• **Document segment**
_ _ _

Had it been any other entity, the emergence of mailings on behalf of Bill Dodd on the environment and his overall record may not have even budged the needle. But the fact that this is EdVoice is a different story.
Barely a month into the campaign, with most expenditures in the last two weeks of the filing deadline, EdVoice has already pumped in $240 thousand into the race.
There is a history here. In 2008, the race between Mariko Yamada and Christopher Cabaldon for the State Assembly, where ultimately Mariko Yamada upset the West Sacramento mayor, saw a massive campaign by EdVoice, to the tune of nearly three-quarters of a million.
CTA (California Teachers Association) put in over half million of their own. The Sacramento Bee in May 2008 wrote, “The California Teachers Association opposes Cabaldon because of his ties to EdVoice, a big supporter of charter schools. Cabaldon has butted heads with labor groups in years past on community college issues, by opposing a proposed West Sacramento casino, and by supporting a Wal-Mart Supercenter. Wal-Mart’s founding family has been a major EdVoice donor.”
So why is EdVoice getting involved again, this time on behalf of Bill Dodd? It seems likely that they are extracting their revenge for Mariko Yamada’s win in 2008.

_ _ _

• **Items**
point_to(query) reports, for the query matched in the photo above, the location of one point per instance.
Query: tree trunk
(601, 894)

_ _ _

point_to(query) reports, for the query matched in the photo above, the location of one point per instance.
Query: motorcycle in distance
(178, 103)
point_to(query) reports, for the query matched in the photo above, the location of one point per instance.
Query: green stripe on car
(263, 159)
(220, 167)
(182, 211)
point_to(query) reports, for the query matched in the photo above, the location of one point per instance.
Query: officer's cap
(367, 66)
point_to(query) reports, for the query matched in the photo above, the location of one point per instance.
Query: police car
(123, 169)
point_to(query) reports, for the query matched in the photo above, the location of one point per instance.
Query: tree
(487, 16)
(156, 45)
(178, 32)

_ _ _

• **Goals**
- a) Name every person mentioned in the article about EdVoice's spending in the Bill Dodd race.
- b) Carry on the article about EdVoice's spending in the Bill Dodd race, picking up after its final sentence.

• **Exercise results**
- a) Bill Dodd, Mariko Yamada, Christopher Cabaldon

- b)
The first question is, who is EdVoice? A 2006 article in the Capitol Weekly lays that out: “EdVoice a power player in Capitol’s political war over school funds.” The Capitol Weekly wrote, “Its advisory board reads like a who’s who of California’s hyper-wealthy political players. There’s developer Eli Broad, Netflix founder and former president of the state board of education Reed Hastings, Silicon Valley venture capitalist John Doerr, and Gap founder Don Fisher. While different in political philosophy and temperament, they are linked by their desire to change California’s educational system–and they put their money where their mouths are.”
A decade later, their expenditure list reads like a who’s who of educational reformists. Arthur Rock, a Silicon Valley businessman and investor, gave them $1 million. Carrie Walton Penner is the granddaughter of Sam Walton and an influencer in the charter school movement, and she gave over $850,000. Bill Bloomfield gave $750,000 as well.
Bill Bowes is a San Francisco based venture capitalist, number 384 on the list of the 400 Richest Americans. He gave half a million. Then you have John H. Scully, a Mill Valley investor. Doris F. Fisher, who co-founded the Gap. And Eli Broad, the Netflix Founder and one of the originals on EdVoice.
In total, the donations add up to more than $5 million. So far, a small portion has gone to the Senate Race between Bill Dodd and Mariko Yamada.
If history of 2008 is a guide, we can expect the mailings to quickly go negative. Critics criticized EdVoice for the quantity of the ads and the viciousness of them.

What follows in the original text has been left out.